▶ _Required task_
Reproduce word for word the lines of the items below, from the line with "Identify the pergola" to the line with "top-left (32, 286), bottom-right (82, 362)", and include both of those lines.

(Excerpts from bounding box data)

________________

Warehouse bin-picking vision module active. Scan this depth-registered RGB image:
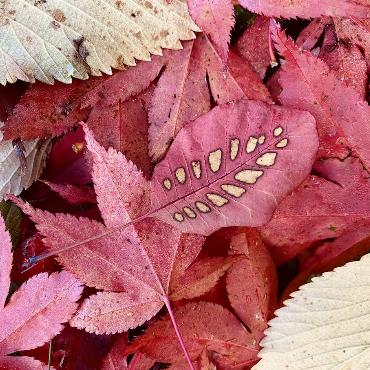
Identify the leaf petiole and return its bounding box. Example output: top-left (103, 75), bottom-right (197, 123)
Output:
top-left (162, 296), bottom-right (195, 370)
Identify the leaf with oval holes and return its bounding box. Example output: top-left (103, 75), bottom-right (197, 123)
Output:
top-left (151, 100), bottom-right (318, 235)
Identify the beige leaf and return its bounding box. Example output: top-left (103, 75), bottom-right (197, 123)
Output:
top-left (253, 254), bottom-right (370, 370)
top-left (0, 0), bottom-right (199, 85)
top-left (0, 122), bottom-right (51, 200)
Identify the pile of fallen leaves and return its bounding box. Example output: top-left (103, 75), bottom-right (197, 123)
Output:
top-left (0, 0), bottom-right (370, 370)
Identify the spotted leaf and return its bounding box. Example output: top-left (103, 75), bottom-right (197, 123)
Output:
top-left (151, 100), bottom-right (318, 235)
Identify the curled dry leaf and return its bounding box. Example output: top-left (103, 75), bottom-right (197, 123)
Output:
top-left (253, 255), bottom-right (370, 370)
top-left (0, 214), bottom-right (82, 369)
top-left (5, 35), bottom-right (271, 165)
top-left (126, 302), bottom-right (258, 369)
top-left (239, 0), bottom-right (370, 18)
top-left (151, 101), bottom-right (318, 235)
top-left (0, 0), bottom-right (199, 85)
top-left (0, 122), bottom-right (51, 199)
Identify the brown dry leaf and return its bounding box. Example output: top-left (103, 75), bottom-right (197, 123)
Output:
top-left (253, 254), bottom-right (370, 370)
top-left (0, 121), bottom-right (51, 200)
top-left (0, 0), bottom-right (199, 85)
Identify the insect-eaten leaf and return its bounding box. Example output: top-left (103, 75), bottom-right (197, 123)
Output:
top-left (151, 100), bottom-right (318, 235)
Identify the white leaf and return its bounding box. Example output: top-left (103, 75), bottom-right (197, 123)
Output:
top-left (0, 122), bottom-right (51, 200)
top-left (253, 254), bottom-right (370, 370)
top-left (0, 0), bottom-right (199, 85)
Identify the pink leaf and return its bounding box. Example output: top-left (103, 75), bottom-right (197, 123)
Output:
top-left (236, 15), bottom-right (271, 78)
top-left (0, 356), bottom-right (47, 370)
top-left (151, 101), bottom-right (318, 235)
top-left (71, 286), bottom-right (163, 334)
top-left (170, 256), bottom-right (241, 301)
top-left (272, 21), bottom-right (370, 168)
top-left (149, 35), bottom-right (271, 161)
top-left (127, 302), bottom-right (258, 368)
top-left (296, 17), bottom-right (333, 50)
top-left (101, 334), bottom-right (128, 370)
top-left (188, 0), bottom-right (234, 63)
top-left (85, 127), bottom-right (150, 227)
top-left (319, 25), bottom-right (367, 99)
top-left (239, 0), bottom-right (370, 18)
top-left (334, 18), bottom-right (370, 73)
top-left (171, 234), bottom-right (206, 282)
top-left (226, 229), bottom-right (277, 341)
top-left (0, 217), bottom-right (13, 310)
top-left (0, 272), bottom-right (82, 354)
top-left (43, 181), bottom-right (96, 204)
top-left (261, 158), bottom-right (370, 263)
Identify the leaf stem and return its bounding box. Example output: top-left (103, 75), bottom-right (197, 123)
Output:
top-left (162, 296), bottom-right (195, 370)
top-left (48, 339), bottom-right (53, 370)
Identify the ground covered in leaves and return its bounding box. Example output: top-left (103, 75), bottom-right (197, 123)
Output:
top-left (0, 0), bottom-right (370, 370)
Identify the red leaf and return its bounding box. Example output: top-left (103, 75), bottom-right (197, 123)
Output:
top-left (296, 17), bottom-right (333, 50)
top-left (226, 229), bottom-right (277, 336)
top-left (272, 21), bottom-right (370, 168)
top-left (261, 158), bottom-right (370, 263)
top-left (0, 356), bottom-right (48, 370)
top-left (319, 25), bottom-right (367, 99)
top-left (101, 335), bottom-right (128, 370)
top-left (0, 272), bottom-right (82, 355)
top-left (0, 217), bottom-right (13, 309)
top-left (188, 0), bottom-right (234, 63)
top-left (170, 256), bottom-right (241, 301)
top-left (43, 181), bottom-right (96, 204)
top-left (149, 35), bottom-right (271, 160)
top-left (0, 214), bottom-right (82, 369)
top-left (0, 218), bottom-right (82, 368)
top-left (151, 101), bottom-right (317, 235)
top-left (5, 57), bottom-right (162, 140)
top-left (334, 18), bottom-right (370, 72)
top-left (239, 0), bottom-right (370, 18)
top-left (126, 302), bottom-right (258, 369)
top-left (13, 129), bottom-right (202, 333)
top-left (236, 15), bottom-right (271, 78)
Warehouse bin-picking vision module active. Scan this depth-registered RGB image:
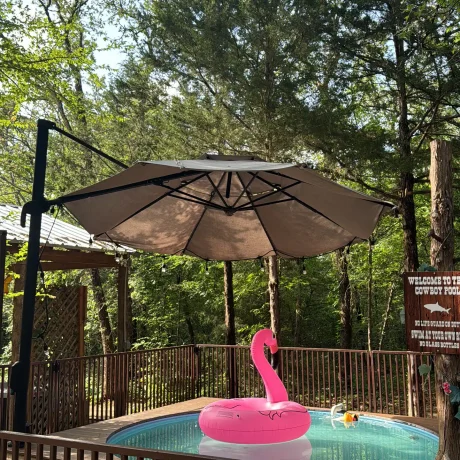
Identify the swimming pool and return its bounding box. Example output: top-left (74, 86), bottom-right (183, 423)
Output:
top-left (107, 411), bottom-right (438, 460)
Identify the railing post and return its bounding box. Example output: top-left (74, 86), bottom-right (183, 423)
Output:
top-left (193, 345), bottom-right (201, 398)
top-left (226, 346), bottom-right (238, 398)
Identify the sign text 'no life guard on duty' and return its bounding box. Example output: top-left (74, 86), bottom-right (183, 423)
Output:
top-left (404, 272), bottom-right (460, 354)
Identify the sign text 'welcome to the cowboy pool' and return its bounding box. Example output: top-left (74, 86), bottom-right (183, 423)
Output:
top-left (404, 272), bottom-right (460, 354)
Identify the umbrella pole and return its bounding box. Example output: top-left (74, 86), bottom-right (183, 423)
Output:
top-left (11, 120), bottom-right (54, 432)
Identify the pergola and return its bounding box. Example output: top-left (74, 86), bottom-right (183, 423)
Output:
top-left (0, 204), bottom-right (133, 360)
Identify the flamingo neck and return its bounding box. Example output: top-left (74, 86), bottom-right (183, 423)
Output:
top-left (251, 330), bottom-right (288, 403)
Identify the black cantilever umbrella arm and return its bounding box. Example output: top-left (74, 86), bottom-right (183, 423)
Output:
top-left (10, 120), bottom-right (50, 432)
top-left (10, 120), bottom-right (127, 432)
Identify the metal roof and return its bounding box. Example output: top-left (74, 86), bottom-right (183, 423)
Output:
top-left (0, 204), bottom-right (133, 252)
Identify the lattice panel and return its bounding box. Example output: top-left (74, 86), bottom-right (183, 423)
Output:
top-left (32, 286), bottom-right (82, 362)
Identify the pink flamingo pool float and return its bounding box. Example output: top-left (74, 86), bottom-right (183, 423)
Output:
top-left (198, 329), bottom-right (311, 444)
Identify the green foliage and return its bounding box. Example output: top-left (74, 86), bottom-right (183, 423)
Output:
top-left (418, 364), bottom-right (431, 377)
top-left (0, 0), bottom-right (460, 354)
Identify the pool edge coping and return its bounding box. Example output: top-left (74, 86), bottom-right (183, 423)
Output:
top-left (105, 406), bottom-right (439, 445)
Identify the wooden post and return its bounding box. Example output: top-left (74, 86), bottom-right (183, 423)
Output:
top-left (8, 265), bottom-right (26, 427)
top-left (430, 141), bottom-right (460, 460)
top-left (224, 260), bottom-right (238, 398)
top-left (367, 236), bottom-right (374, 351)
top-left (0, 230), bottom-right (6, 350)
top-left (78, 286), bottom-right (88, 426)
top-left (117, 265), bottom-right (128, 353)
top-left (115, 263), bottom-right (128, 417)
top-left (268, 256), bottom-right (281, 345)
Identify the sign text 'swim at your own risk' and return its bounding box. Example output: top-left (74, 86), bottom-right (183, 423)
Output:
top-left (404, 272), bottom-right (460, 354)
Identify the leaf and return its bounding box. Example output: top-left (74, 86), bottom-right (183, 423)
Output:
top-left (450, 385), bottom-right (460, 404)
top-left (418, 364), bottom-right (431, 377)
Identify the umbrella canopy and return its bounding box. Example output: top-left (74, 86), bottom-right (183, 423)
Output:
top-left (56, 155), bottom-right (393, 260)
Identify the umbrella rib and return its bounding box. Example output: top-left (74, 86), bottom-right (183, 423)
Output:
top-left (264, 168), bottom-right (394, 208)
top-left (233, 172), bottom-right (259, 207)
top-left (236, 173), bottom-right (277, 254)
top-left (234, 198), bottom-right (294, 211)
top-left (160, 184), bottom-right (225, 209)
top-left (249, 173), bottom-right (350, 233)
top-left (95, 174), bottom-right (205, 238)
top-left (206, 172), bottom-right (229, 208)
top-left (170, 190), bottom-right (226, 211)
top-left (47, 170), bottom-right (200, 206)
top-left (234, 180), bottom-right (302, 211)
top-left (182, 173), bottom-right (225, 254)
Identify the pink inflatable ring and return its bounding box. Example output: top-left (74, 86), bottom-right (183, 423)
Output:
top-left (198, 329), bottom-right (311, 444)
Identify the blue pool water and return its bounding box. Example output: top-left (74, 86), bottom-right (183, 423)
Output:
top-left (107, 411), bottom-right (438, 460)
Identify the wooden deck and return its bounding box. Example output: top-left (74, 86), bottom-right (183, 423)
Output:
top-left (53, 398), bottom-right (438, 443)
top-left (52, 398), bottom-right (217, 444)
top-left (6, 398), bottom-right (438, 460)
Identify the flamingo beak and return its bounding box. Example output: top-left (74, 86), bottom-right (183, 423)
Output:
top-left (270, 344), bottom-right (280, 370)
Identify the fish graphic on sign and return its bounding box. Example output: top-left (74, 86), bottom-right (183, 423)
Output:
top-left (424, 302), bottom-right (450, 314)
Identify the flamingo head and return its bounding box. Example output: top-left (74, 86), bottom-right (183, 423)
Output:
top-left (254, 329), bottom-right (278, 355)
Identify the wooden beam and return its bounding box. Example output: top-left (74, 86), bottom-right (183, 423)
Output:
top-left (7, 245), bottom-right (115, 266)
top-left (13, 261), bottom-right (118, 272)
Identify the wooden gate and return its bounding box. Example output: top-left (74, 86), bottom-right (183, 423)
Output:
top-left (29, 286), bottom-right (87, 433)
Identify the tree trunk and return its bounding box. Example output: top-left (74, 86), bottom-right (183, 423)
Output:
top-left (367, 237), bottom-right (374, 351)
top-left (224, 261), bottom-right (236, 345)
top-left (184, 299), bottom-right (195, 344)
top-left (379, 283), bottom-right (395, 350)
top-left (91, 268), bottom-right (115, 355)
top-left (336, 249), bottom-right (352, 350)
top-left (430, 141), bottom-right (460, 460)
top-left (268, 256), bottom-right (281, 345)
top-left (294, 292), bottom-right (302, 347)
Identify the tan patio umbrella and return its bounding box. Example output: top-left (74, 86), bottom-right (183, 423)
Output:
top-left (55, 155), bottom-right (393, 260)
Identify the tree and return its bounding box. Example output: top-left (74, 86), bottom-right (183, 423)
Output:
top-left (319, 0), bottom-right (459, 271)
top-left (430, 141), bottom-right (460, 460)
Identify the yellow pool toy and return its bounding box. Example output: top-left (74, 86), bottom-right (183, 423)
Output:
top-left (339, 412), bottom-right (358, 423)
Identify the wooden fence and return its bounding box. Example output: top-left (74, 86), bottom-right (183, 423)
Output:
top-left (197, 345), bottom-right (436, 417)
top-left (0, 431), bottom-right (214, 460)
top-left (0, 345), bottom-right (436, 434)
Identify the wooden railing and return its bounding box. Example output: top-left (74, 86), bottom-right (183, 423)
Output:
top-left (0, 345), bottom-right (436, 434)
top-left (197, 345), bottom-right (436, 417)
top-left (0, 431), bottom-right (215, 460)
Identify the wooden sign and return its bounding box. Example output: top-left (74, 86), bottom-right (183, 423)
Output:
top-left (404, 272), bottom-right (460, 354)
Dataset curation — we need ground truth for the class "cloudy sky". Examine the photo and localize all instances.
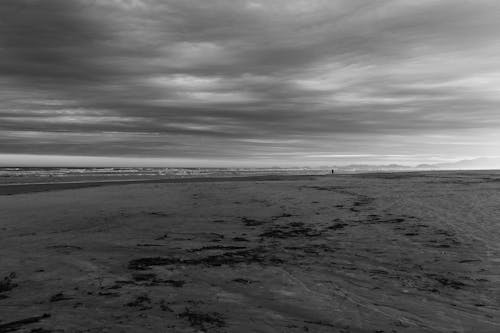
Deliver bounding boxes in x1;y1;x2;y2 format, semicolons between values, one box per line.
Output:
0;0;500;166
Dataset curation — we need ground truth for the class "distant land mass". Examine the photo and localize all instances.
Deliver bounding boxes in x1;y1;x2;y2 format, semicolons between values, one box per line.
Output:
333;157;500;172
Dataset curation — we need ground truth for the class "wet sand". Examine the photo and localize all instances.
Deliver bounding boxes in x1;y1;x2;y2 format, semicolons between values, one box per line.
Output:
0;172;500;332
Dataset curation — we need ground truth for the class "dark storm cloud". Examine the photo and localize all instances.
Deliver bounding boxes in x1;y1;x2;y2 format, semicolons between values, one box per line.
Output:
0;0;500;165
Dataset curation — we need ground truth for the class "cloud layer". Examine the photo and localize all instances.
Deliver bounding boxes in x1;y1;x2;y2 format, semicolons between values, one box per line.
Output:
0;0;500;165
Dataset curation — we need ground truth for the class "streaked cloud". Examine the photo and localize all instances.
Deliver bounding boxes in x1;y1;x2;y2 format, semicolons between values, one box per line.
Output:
0;0;500;165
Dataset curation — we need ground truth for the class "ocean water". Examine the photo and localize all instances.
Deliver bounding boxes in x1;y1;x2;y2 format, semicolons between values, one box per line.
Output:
0;167;331;184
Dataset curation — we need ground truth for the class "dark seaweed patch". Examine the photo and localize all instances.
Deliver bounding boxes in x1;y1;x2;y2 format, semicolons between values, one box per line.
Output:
177;308;226;331
0;313;50;333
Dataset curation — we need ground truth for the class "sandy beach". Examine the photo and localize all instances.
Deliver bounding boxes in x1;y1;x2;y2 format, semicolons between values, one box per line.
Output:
0;171;500;332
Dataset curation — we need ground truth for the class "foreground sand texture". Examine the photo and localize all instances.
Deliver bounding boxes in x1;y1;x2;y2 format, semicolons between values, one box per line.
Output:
0;172;500;332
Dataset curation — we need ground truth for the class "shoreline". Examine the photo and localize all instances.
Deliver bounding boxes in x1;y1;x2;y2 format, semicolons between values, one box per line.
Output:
0;174;320;196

________________

▶ _Solution to this exercise_
Identify the pergola and return its bounding box. Example output: top-left (74, 86), bottom-right (183, 423)
Output:
top-left (0, 204), bottom-right (133, 360)
Identify the flamingo neck and return its bounding box. Example output: top-left (74, 86), bottom-right (183, 423)
Output:
top-left (251, 330), bottom-right (288, 403)
Identify the black cantilever umbrella arm and return its bounding box. Example output: top-left (74, 86), bottom-right (183, 423)
Output:
top-left (10, 120), bottom-right (50, 432)
top-left (10, 120), bottom-right (127, 432)
Identify the metal roof and return its bounding box. Example output: top-left (74, 86), bottom-right (183, 423)
Output:
top-left (0, 204), bottom-right (133, 252)
Identify the lattice panel and return its bounding box. Example output: top-left (74, 86), bottom-right (183, 423)
Output:
top-left (32, 286), bottom-right (82, 362)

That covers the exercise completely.